MATERIAL FOR THIS EXERCISE:
*** Block opens ***

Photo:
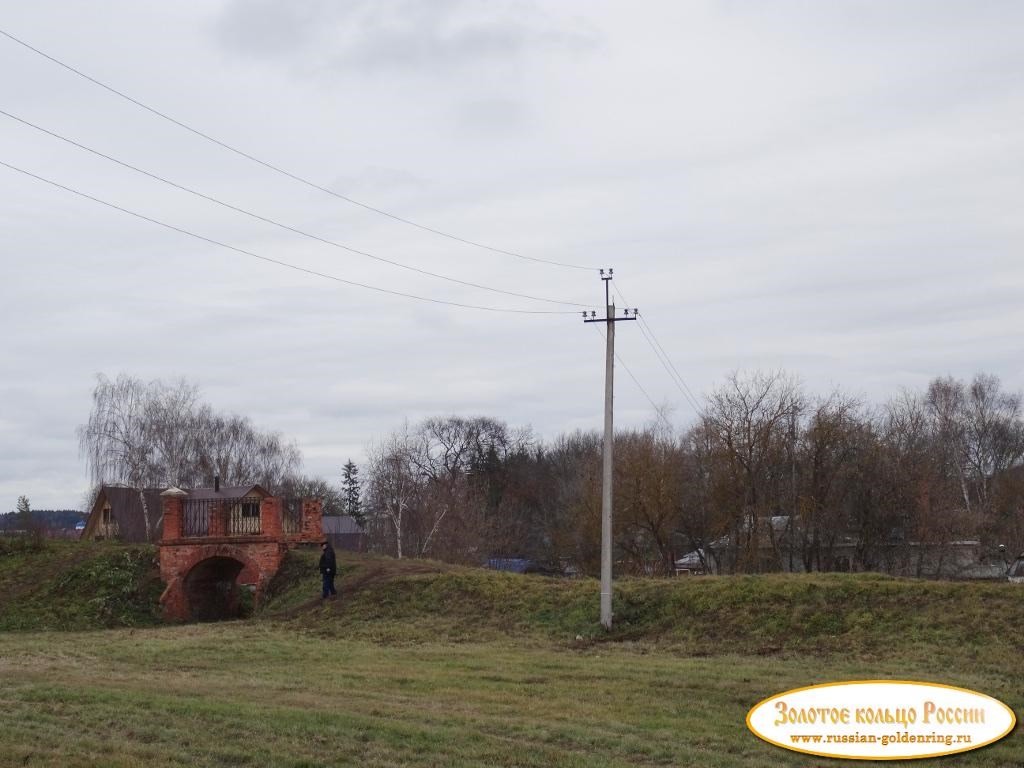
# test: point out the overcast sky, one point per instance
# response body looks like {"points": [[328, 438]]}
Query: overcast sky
{"points": [[829, 187]]}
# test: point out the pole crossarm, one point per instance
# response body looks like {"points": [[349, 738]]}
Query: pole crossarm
{"points": [[607, 460]]}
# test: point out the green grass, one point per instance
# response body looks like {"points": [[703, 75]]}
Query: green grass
{"points": [[420, 664], [78, 585], [248, 693], [859, 615]]}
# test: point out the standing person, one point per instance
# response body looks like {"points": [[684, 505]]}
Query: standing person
{"points": [[329, 567]]}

*** Block closes ***

Apart from the pictures, all of the data must be duplicated exactly as shown above.

Photo:
# test: point out the overcast sky, one point per instance
# response body looks like {"points": [[328, 438]]}
Query: overcast sky
{"points": [[829, 187]]}
# test: point out the pole crossarm, one point per instance
# response body looks like {"points": [[349, 738]]}
Query: pole crossarm
{"points": [[607, 460]]}
# test: point out the green grass, one point per instance
# response body looks like {"points": [[703, 75]]}
Query: green grass
{"points": [[420, 664], [78, 585], [248, 693], [859, 615]]}
# test: point out the standing person, one point per instance
# response body looks like {"points": [[684, 505]]}
Query: standing person
{"points": [[329, 567]]}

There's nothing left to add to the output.